Nostromo... il y a du monstre là-dessous...
Puissant sésame littéraire, le génial Nostromo ouvre de captivantes portes au lecteur qui, dérouté de prime abord, finira envouté par le savoir-faire de l'immense (on ne le dira jamais suffisamment) Joseph Conrad.
Dans la république bananière du fictif Costaguana, les régimes politiques se suivent et se ressemblent fâcheusement au rythme des révolutions : dictatures invariablement violentes avec leur ribambelle d'exactions en tous genres (tortures, meurtres, emprisonnements arbitraires et débauches de pot-de-vins...).
Loin de la capitale, la ville de Sulaco, enchâssée au fond de son Golfo Placido attire toutes les convoitises : sa mine d'argent de San Tomé constitue la seule richesse du pays. Exilés volontaires dans cette Finis Terræ sud-américaine,une poignée d'Européens tente d'y préserver son équilibre malgré les soubresauts qui convulsionnent le pays.
Flamboyant exercice de style, le volumineux roman de Conrad multiplie les chausse-trapes. Torsion de la chronologie, multiplication des points de vue, enchevêtrement de flashbacks et flashforwards et personnages se dévoilant par à-coups concourent à fabriquer ces miscellanées à travers lesquelles flâne le lecteur, pérégrin ébloui, recueillant anecdotes et légendes du pays qu'il visite.
La plume de Conrad esquisse petit à petit cette terra incognita, les descriptions en sont fastueuses : la géographie du Costaguana, palimpseste cartographique, se déplie, se déploie et tout un monde "prend forme et solidité". Sulaco, le sommet de l'Higuerota, la péninsule d'Azuera ou la Grande Isabelle existent définitivement et s'inscrivent dans notre Atlas intérieur.

• _Extrait source_
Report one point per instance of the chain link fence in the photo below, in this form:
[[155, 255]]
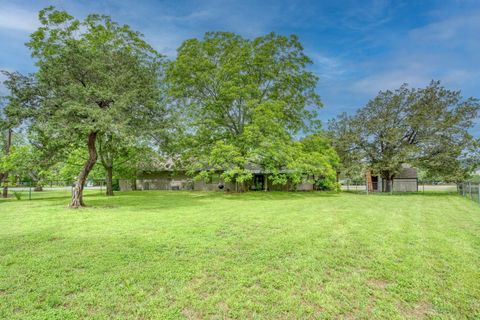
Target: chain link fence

• _Liste des tâches_
a – Restituez à l'identique le passage du texte sur Nostromo allant de « Dans la république » jusqu'à « convulsionnent le pays. ».
b – Poursuivez le texte sur Nostromo à partir de l'endroit où il s'arrête.
Les lignes forment un matériau distinct du texte sur Nostromo.

• _Réponses aux tâches_
a –
Dans la république bananière du fictif Costaguana, les régimes politiques se suivent et se ressemblent fâcheusement au rythme des révolutions : dictatures invariablement violentes avec leur ribambelle d'exactions en tous genres (tortures, meurtres, emprisonnements arbitraires et débauches de pot-de-vins...).
Loin de la capitale, la ville de Sulaco, enchâssée au fond de son Golfo Placido attire toutes les convoitises : sa mine d'argent de San Tomé constitue la seule richesse du pays. Exilés volontaires dans cette Finis Terræ sud-américaine,une poignée d'Européens tente d'y préserver son équilibre malgré les soubresauts qui convulsionnent le pays.

b –
Nos cicérones dans ce San Theodoros avant l'heure (où Ribiera le modéré et les frères Montero, pitoyables arsouilles qui se disputent le pouvoir sont les précurseurs d'Alcazar et Tapioca) sont magistralement dessinés à la ligne claire par un Conrad en possession de tous ses moyens. De Charles Gould, anglais monomaniaque à l'arrogance colonialiste à sa délicate épouse, Emilia, frêle roseau qui ne cesse de plier, de Martin Decoud, idéaliste désespéré au Docteur Monygham, mi collabo, mi résistant, avec sa dégaine à la Céline, période Sigmaringen, de Giorgio Viola, vieux phare garibaldien, au Capitaine John Mitchell, aveugle parmi les borgnes, chaque personnage se construit à l'image d'un puzzle dont les pièces éparses sont à retrouver dans ce récit éclaté.
Et puis il y a le héros éponyme, Nostromo, Gian' Battista, Capataz des Cargadores, capitaine Fidanza : héros d'opérette quelquefois (un Don José de carnaval), aventurier taiseux souvent (Corto Maltese lui doit un peu) mais surtout personnage dostoïevskien, poursuivi par sa conscience, cherchant dans l'amour une rédemption, "Notre Homme" traverse le roman en se débarrassant petit à petit des oripeaux de sa légende.
Un immense roman donc qui n'en a pas fini de résonner avec notre monde en fin de parcours. Son pessimisme laconique colle à notre époque : l'argent roi du monde, la collusion des puissants, l'individualisme forcené, la versatilité des peuples restent des thèmes inépuisés.
Nostromo : Nuestro libro.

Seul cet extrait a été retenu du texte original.